(Beginning of Source document)

However, even these more context sensitive instruments fell short of sounding the themes that mattered most to our partners, so we began developing instruments designed for specific project teams. This has created new challenges, e.g., finding the project-specific information we need to build instruments, and comparing very different workshops to one another for research purposes. Nevertheless, the decision to identify the core beliefs and values animating particular teams has been crucial to our expansion in the direction of community-based teams and teams that have non-research goals. The strategic planning workshops discussed below are an example of this, as they are designed with the MSU community of interdisciplinary scholars and educators in mind.

Enhancing Process as the Common Thread

Although we now work with a wide variety of groups—research teams, classes (undergraduate and graduate), academic communities (e.g., the MSU interdisciplinary community), and non-academic communities (e.g., local business forums)—a common thread that binds them together is the value dialogue has for them. If a team’s success depends fundamentally on its capacity to integrate a number of different perspectives (Salazar et al. 2012; Piso et al. 2016), then Toolbox dialogue can have value for that team.

The importance of dialogue in the Toolbox approach underscores the ability of Toolbox workshops to do more than simply disclose and coordinate epistemological commitments. It is true that Toolbox dialogue is structured by conceptual (e.g., epistemological, ontological) commitments that frame collaborative deliberation, but the dialogue itself provides an opportunity to work on ways of communicating with one another that open up channels into alternative perspectives. It can be difficult to find ways to relate to collaborators in interdisciplinary contexts—the rhetorical landscape in these contexts is complicated by different communication norms and expectations that are typically neither manifest nor coordinated, impeding the smooth flow of information and the empathetic creation of bonds of mutuality. Dialogue supports modes of engagement that can help encourage relational connection, such as deep listening and back-channel signaling (cf. Traxler 2012). Deploying philosophy as a rhetorical frame for this discussion helps by motivating deeper reflexivity and perspective taking between collaborators (cf. Salazar et al. forthcoming).

(End of Source document)
(Beginning of Dataset excerpts)

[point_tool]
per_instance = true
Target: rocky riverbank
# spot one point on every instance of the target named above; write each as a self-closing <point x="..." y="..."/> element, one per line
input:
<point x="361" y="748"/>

(End of Dataset excerpts)
(Beginning of Dataset excerpts)

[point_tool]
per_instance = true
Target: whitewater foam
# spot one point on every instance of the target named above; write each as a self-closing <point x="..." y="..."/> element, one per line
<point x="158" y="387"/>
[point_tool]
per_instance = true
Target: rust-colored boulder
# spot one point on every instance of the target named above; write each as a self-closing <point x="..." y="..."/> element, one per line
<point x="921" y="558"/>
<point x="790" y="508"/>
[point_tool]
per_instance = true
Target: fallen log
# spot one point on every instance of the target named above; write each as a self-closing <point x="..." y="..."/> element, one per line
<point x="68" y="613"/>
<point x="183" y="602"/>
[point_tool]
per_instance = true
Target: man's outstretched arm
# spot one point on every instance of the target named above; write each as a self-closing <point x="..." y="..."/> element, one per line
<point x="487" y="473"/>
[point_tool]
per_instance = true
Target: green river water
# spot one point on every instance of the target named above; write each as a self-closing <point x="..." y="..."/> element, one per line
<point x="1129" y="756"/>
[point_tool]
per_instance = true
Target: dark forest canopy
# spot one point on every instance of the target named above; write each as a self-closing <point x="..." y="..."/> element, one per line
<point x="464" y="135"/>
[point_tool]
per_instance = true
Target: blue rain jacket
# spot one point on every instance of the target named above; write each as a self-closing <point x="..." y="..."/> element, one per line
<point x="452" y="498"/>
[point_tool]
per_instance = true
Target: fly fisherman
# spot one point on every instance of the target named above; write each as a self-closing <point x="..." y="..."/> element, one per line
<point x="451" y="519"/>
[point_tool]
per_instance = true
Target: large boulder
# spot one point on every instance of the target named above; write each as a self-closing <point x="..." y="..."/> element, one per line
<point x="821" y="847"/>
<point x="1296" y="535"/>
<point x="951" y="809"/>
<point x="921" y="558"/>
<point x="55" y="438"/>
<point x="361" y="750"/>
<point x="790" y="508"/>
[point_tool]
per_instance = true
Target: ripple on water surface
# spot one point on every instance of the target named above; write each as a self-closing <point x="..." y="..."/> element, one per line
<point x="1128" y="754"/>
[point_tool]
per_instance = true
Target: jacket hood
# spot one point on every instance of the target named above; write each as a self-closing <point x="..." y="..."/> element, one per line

(End of Dataset excerpts)

**Instructions to follow**
Reproduce the passage on Toolbox dialogue above verbatim, between "Enhancing Process as" and "for that team.", inclusive.

**Your response**
Enhancing Process as the Common Thread

Although we now work with a wide variety of groups—research teams, classes (undergraduate and graduate), academic communities (e.g., the MSU interdisciplinary community), and non-academic communities (e.g., local business forums)—a common thread that binds them together is the value dialogue has for them. If a team’s success depends fundamentally on its capacity to integrate a number of different perspectives (Salazar et al. 2012; Piso et al. 2016), then Toolbox dialogue can have value for that team.